>> BEGIN DATA ROWS

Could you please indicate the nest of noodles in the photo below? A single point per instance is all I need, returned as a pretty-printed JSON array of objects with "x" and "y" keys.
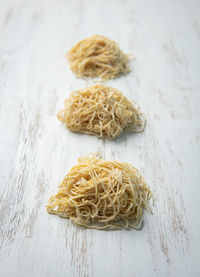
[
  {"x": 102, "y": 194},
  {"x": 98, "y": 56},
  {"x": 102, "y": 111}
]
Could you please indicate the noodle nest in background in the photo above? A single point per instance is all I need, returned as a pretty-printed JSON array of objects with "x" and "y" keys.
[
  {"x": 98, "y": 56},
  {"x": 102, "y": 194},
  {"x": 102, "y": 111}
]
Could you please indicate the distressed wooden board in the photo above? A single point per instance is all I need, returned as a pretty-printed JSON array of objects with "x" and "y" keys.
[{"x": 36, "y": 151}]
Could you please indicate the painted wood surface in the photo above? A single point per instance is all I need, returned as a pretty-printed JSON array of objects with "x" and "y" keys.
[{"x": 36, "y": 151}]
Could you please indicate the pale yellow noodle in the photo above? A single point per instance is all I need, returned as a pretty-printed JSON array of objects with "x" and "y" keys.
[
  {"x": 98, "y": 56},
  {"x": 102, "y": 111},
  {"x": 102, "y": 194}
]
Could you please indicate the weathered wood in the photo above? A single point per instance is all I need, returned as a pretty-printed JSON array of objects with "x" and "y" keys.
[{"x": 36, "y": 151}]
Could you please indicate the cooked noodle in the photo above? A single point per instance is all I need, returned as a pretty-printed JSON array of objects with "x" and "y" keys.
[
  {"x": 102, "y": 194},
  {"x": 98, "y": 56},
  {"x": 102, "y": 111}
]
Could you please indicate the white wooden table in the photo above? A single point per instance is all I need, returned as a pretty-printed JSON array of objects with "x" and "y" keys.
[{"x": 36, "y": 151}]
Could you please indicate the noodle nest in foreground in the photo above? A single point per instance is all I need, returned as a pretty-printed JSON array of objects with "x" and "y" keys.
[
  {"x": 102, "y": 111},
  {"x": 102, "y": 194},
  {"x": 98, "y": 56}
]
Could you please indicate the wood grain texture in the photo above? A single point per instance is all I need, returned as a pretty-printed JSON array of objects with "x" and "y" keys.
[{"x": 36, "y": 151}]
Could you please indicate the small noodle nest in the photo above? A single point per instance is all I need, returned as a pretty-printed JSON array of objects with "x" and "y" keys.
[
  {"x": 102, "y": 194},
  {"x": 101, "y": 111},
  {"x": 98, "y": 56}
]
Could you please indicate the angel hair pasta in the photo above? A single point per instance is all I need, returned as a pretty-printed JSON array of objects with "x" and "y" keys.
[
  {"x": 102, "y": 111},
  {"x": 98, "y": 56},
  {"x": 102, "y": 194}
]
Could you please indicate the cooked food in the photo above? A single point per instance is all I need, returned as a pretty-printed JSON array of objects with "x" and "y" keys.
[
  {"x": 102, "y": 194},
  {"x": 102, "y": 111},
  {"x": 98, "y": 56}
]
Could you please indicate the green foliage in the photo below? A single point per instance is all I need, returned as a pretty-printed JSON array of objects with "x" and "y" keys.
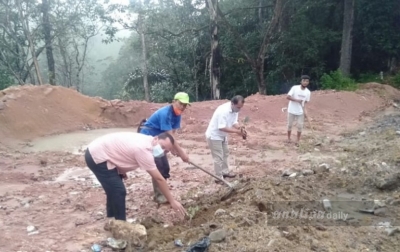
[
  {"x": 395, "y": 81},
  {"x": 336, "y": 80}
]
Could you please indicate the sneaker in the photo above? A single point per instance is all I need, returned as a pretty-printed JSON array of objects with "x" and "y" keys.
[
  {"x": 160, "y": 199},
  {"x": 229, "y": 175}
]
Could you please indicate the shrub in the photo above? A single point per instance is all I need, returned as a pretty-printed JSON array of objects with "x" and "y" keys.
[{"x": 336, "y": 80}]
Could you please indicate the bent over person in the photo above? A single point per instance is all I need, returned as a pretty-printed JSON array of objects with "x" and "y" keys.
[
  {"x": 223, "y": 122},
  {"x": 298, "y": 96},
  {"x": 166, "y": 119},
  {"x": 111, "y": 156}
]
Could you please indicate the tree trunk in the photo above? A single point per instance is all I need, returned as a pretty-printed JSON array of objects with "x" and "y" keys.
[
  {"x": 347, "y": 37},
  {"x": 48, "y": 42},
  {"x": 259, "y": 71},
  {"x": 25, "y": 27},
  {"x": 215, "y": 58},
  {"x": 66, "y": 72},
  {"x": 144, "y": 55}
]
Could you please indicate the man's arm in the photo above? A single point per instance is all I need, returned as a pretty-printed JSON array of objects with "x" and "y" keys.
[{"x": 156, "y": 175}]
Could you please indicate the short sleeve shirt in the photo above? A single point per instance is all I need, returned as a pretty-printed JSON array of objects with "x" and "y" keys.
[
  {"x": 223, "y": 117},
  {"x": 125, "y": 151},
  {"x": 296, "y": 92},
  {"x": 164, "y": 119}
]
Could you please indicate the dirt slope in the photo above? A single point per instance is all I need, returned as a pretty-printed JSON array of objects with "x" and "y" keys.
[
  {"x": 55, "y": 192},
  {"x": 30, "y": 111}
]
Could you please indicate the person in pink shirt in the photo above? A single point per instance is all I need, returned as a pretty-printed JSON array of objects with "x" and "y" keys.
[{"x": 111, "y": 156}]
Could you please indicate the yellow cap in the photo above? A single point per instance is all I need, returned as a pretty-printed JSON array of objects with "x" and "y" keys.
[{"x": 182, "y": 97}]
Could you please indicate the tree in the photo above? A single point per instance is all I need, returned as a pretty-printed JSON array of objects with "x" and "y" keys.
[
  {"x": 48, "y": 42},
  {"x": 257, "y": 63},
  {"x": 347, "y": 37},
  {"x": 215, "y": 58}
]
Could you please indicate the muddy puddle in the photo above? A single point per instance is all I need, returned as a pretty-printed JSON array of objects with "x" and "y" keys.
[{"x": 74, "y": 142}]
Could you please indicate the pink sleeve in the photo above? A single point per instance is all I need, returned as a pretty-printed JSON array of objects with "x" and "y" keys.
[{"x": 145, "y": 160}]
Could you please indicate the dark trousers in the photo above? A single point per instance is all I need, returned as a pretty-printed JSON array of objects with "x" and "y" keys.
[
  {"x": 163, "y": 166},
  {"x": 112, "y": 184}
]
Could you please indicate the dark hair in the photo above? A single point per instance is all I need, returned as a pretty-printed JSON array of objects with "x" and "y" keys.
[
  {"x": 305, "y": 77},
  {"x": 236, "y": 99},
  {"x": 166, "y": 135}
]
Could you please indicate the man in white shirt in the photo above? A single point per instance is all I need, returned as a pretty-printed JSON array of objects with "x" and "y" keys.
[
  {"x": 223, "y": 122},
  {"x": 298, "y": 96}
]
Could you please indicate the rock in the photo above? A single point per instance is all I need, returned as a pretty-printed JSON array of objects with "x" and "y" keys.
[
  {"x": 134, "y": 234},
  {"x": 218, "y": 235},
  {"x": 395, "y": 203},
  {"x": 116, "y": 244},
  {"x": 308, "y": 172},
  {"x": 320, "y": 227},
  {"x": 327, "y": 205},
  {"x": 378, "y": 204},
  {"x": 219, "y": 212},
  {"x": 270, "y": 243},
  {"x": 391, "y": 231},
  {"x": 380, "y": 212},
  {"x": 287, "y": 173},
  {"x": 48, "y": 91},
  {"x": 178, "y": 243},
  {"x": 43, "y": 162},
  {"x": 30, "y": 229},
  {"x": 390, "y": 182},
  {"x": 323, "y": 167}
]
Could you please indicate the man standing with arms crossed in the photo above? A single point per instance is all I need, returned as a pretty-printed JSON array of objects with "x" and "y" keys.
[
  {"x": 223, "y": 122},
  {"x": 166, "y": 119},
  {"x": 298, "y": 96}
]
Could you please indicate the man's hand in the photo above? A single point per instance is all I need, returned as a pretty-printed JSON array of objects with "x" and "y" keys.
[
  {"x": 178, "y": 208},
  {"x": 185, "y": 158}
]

>> END DATA ROWS
>> BEGIN DATA ROWS

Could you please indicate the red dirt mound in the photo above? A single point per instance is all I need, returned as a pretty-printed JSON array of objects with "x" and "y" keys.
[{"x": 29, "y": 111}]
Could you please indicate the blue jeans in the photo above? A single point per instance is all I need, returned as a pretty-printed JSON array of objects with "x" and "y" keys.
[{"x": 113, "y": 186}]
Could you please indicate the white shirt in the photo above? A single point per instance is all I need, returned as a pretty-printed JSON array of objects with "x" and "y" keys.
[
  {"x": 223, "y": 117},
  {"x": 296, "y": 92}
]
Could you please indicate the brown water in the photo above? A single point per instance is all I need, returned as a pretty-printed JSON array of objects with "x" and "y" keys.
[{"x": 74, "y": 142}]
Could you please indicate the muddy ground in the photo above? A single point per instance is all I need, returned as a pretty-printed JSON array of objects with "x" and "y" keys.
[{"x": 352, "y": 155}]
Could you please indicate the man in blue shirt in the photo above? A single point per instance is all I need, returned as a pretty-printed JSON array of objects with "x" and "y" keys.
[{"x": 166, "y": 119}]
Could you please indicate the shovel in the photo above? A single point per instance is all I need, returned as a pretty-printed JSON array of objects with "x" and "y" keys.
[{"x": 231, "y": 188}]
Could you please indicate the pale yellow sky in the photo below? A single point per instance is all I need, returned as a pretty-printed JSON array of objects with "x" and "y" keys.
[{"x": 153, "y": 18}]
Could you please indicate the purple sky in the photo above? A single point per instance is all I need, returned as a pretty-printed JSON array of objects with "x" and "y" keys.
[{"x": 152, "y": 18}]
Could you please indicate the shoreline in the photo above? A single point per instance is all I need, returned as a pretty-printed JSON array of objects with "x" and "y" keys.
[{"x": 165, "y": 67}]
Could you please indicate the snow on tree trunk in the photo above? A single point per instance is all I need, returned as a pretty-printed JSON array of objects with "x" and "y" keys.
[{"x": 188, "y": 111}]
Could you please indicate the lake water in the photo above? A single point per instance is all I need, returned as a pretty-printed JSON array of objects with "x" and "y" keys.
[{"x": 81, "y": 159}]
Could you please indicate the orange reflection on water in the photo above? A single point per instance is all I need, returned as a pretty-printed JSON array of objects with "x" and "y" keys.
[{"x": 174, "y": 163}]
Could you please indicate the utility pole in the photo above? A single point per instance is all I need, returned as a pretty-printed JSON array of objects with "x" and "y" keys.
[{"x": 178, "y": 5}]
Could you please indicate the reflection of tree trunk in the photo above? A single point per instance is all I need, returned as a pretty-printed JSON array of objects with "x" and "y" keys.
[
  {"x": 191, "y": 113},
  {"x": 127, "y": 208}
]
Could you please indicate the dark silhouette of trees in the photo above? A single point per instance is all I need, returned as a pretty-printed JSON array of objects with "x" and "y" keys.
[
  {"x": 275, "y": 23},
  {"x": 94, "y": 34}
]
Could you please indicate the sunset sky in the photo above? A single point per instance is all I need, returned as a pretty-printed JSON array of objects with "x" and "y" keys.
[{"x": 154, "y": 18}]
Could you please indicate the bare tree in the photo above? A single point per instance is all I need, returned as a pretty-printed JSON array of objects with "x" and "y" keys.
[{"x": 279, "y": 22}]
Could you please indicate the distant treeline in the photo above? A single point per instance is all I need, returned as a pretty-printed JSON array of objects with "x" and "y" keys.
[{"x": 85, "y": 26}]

>> END DATA ROWS
>> BEGIN DATA ROWS

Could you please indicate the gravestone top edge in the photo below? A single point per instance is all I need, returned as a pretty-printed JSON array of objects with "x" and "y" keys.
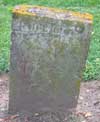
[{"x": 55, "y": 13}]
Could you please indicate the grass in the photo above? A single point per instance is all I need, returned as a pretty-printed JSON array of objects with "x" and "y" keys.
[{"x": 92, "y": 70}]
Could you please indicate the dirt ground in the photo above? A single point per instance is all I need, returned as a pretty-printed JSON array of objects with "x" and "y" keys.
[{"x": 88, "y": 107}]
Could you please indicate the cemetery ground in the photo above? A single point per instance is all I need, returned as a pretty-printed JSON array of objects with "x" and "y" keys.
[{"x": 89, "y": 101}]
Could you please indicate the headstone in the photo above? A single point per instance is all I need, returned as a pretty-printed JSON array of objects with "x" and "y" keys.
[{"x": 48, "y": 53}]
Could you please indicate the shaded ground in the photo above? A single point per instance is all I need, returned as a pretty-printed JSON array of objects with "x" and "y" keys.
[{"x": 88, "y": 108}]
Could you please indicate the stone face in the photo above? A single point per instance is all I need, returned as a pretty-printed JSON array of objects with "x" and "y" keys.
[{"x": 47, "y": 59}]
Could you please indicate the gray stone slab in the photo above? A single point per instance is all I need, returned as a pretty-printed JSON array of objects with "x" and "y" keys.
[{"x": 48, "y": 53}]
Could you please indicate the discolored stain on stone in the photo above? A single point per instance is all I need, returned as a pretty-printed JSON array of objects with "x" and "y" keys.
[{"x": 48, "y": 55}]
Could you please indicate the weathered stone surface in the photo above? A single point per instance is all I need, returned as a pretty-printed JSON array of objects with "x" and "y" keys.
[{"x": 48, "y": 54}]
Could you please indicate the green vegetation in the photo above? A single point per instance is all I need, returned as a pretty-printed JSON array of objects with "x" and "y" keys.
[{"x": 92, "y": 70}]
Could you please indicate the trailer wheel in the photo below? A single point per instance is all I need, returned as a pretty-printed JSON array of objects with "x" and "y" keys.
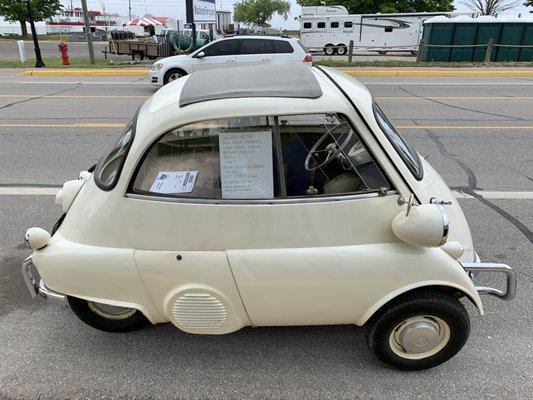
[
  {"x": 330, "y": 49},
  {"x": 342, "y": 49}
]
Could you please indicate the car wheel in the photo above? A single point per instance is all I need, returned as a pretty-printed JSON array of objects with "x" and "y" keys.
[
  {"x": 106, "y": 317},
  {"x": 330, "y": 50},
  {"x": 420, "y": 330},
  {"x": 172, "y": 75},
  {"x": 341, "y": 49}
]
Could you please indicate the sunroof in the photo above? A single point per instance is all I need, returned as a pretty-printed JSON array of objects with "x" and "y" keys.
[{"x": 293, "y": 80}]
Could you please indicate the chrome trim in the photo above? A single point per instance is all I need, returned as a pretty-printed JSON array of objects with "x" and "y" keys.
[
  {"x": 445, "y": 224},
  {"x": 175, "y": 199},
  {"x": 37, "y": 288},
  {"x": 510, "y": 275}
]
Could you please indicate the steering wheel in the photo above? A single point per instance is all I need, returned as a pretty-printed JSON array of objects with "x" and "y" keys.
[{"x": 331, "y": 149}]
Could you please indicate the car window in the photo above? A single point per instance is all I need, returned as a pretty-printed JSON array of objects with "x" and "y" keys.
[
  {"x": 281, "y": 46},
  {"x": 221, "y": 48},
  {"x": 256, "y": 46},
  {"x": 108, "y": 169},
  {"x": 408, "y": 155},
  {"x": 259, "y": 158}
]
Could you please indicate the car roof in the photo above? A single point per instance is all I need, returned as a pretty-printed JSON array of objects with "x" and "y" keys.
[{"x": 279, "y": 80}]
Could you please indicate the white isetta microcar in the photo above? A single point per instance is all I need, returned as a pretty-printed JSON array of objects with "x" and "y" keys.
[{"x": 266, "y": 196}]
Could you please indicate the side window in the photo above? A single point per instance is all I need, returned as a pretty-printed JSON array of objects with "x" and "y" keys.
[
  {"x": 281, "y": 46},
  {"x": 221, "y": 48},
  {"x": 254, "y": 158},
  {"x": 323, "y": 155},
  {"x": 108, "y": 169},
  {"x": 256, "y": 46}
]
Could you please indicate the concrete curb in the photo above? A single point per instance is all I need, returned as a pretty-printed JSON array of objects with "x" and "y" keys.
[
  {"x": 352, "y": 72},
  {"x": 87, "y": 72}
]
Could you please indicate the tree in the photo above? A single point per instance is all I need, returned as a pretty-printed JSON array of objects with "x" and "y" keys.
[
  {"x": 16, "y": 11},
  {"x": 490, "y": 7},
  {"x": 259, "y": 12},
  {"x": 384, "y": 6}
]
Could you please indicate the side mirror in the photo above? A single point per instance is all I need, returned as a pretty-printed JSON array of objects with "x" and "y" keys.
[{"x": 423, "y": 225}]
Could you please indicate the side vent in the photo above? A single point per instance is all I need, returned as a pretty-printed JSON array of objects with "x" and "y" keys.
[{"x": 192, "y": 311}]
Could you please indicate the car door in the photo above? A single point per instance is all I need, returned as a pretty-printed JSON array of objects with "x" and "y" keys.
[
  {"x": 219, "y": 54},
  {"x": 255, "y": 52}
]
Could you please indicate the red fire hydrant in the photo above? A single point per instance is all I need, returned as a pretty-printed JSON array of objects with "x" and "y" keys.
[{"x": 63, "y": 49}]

>> END DATA ROWS

STATED TASK: Pull out every line of the items above that contains the word "muddy". Copy each line in full.

SOLUTION FOR THIS TASK:
Could you please indicate the muddy puddle in the photo above? A single point per instance is all I need, returned as a pretty-printed JSON array of objects with "x" and "y" keys.
Could you please indicate the muddy ground in the photo above? A single point per instance is all I need, returned as a pretty-printed JSON array of objects with "x" and "y" keys.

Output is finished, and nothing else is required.